# [Instructions to follow]
Do these statements agree with the Saroyan obituary? Answer yes or no for each and quote the deciding words of the obituary exactly. 1. Saroyan turned down a Pulitzer Prize for The Time of Your Life. 2. Saroyan's parents were refugees from Greece. 3. In 1958 Saroyan moved to London.

(Beginning of Source text)

Monday, Jun. 01, 1981

Hello Out There

William Saroyan: 1908-1981

The story goes that in 1934, while a guest at San Francisco's Palace Hotel, Publisher Bennett Cerf was informed that "a young man who says he is the world's greatest author is in the lobby." Replied Cerf unhesitatingly: "Tell Mr. Saroyan to come right up." Playwright William Saroyan was still rambunctiously self-assured a few days before cancer killed him last week in Fresno, Calif. "Everybody has got to die," he said, "but I have always believed an exception would be made in my case."

It was an interesting case. Saroyan was born in Fresno, son of Armenian refugees who fled the Turkish massacres at the beginning of the century. He knew the wrench of separation and the insular poverty of California's little Armenias: Saroyan's early years were spent in an orphanage after his father died and his mother had to work full time. Like the young bringer of good news and bad in his screenplay turned novel The Human Comedy, Saroyan began his working life as a telegraph boy. When his short story The Daring Young Man on the Flying Trapeze won an O. Henry Award in 1934, the message was clear: a literary career had been launched.

The impressionistic paean celebrated "the superficial truth of streets and structures, the trivial truth of reality." Subsequent early stories offered the kind of warming uplift that a Depression-stricken nation wanted to hear. But there was a scratchier side to this earthy romanticism. In 1940 the playwright rejected a Pulitzer Prize for the Broadway hit The Time of Your Life on the grounds that business could not judge art. As a Hollywood scenarist he squabbled with studio heads and cut a raffish, boisterous figure Gambling and drinking contributed to the breakup of his marriage and the decline of his fortunes. In 1958, owing $50,000 in taxes, he moved to a working-class neighborhood in Paris. During the '60s, he wrote gloomy memoirs under the titles Not Dying and Don't Go, but If You Must, Say Hello to Everybody. His novel Boys and Girls Together (1963) took a bleak view of marriage.

(End of Source text)
(Beginning of Extracted information)

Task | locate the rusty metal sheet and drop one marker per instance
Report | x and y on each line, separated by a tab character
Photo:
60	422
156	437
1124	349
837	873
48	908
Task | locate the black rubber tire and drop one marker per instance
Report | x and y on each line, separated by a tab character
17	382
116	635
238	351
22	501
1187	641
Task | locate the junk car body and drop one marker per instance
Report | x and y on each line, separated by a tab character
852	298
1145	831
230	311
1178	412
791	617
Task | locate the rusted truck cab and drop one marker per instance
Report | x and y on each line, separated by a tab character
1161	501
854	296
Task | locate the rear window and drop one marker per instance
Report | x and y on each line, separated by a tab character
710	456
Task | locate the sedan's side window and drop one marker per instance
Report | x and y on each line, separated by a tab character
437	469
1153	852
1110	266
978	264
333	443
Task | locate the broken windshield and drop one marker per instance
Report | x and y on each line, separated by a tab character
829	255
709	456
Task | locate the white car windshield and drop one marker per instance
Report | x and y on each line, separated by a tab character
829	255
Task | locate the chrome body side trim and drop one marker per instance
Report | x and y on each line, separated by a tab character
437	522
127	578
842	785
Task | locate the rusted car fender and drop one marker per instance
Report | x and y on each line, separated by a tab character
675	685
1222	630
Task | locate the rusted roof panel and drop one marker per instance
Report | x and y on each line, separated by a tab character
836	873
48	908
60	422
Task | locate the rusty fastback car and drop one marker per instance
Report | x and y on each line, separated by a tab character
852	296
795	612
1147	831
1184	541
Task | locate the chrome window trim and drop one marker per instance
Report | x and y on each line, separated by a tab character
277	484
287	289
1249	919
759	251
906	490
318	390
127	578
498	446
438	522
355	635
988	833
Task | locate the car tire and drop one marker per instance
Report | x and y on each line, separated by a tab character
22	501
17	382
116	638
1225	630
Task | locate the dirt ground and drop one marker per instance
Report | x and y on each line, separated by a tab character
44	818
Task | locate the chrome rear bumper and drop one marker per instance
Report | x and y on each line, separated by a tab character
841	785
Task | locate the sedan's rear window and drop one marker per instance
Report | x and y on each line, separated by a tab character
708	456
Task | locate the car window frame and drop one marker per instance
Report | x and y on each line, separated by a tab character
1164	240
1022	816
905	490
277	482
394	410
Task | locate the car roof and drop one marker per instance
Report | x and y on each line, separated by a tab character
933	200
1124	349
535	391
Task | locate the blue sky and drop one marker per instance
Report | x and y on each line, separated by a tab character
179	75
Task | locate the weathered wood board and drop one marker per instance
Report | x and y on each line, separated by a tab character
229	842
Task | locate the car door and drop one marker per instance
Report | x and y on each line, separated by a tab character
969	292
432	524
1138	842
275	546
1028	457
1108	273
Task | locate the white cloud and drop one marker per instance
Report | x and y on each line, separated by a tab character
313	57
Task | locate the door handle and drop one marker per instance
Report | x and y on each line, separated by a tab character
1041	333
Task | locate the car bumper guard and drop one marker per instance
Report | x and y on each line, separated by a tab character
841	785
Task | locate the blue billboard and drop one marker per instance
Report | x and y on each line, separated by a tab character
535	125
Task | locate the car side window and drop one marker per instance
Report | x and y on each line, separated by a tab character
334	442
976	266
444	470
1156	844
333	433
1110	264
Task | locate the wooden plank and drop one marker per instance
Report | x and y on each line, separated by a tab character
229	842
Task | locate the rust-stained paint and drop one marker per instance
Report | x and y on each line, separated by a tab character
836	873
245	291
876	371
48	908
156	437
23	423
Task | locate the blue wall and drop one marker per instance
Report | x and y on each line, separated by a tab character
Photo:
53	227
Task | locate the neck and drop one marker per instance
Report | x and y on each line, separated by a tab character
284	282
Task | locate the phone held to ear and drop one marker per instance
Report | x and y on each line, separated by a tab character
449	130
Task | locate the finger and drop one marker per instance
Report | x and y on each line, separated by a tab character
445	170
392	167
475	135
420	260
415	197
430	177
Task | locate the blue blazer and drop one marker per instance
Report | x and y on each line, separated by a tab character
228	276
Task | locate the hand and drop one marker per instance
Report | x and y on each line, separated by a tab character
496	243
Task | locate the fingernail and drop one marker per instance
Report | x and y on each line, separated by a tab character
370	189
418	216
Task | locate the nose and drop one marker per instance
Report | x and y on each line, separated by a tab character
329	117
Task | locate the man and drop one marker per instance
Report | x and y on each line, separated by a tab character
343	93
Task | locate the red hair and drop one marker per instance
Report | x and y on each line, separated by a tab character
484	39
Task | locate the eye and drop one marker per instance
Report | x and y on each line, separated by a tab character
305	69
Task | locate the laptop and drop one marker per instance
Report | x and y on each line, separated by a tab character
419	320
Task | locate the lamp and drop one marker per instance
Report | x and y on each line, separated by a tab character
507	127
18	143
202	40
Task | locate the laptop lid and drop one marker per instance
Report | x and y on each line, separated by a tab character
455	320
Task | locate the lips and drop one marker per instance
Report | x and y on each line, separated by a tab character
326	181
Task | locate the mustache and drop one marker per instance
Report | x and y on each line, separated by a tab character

(End of Extracted information)

# [Your response]
1. Yes: "In 1940 the playwright rejected a Pulitzer Prize for the Broadway hit The Time of Your Life"
2. No: "son of Armenian refugees who fled the Turkish massacres at the beginning of the century"
3. No: "In 1958, owing $50,000 in taxes, he moved to a working-class neighborhood in Paris."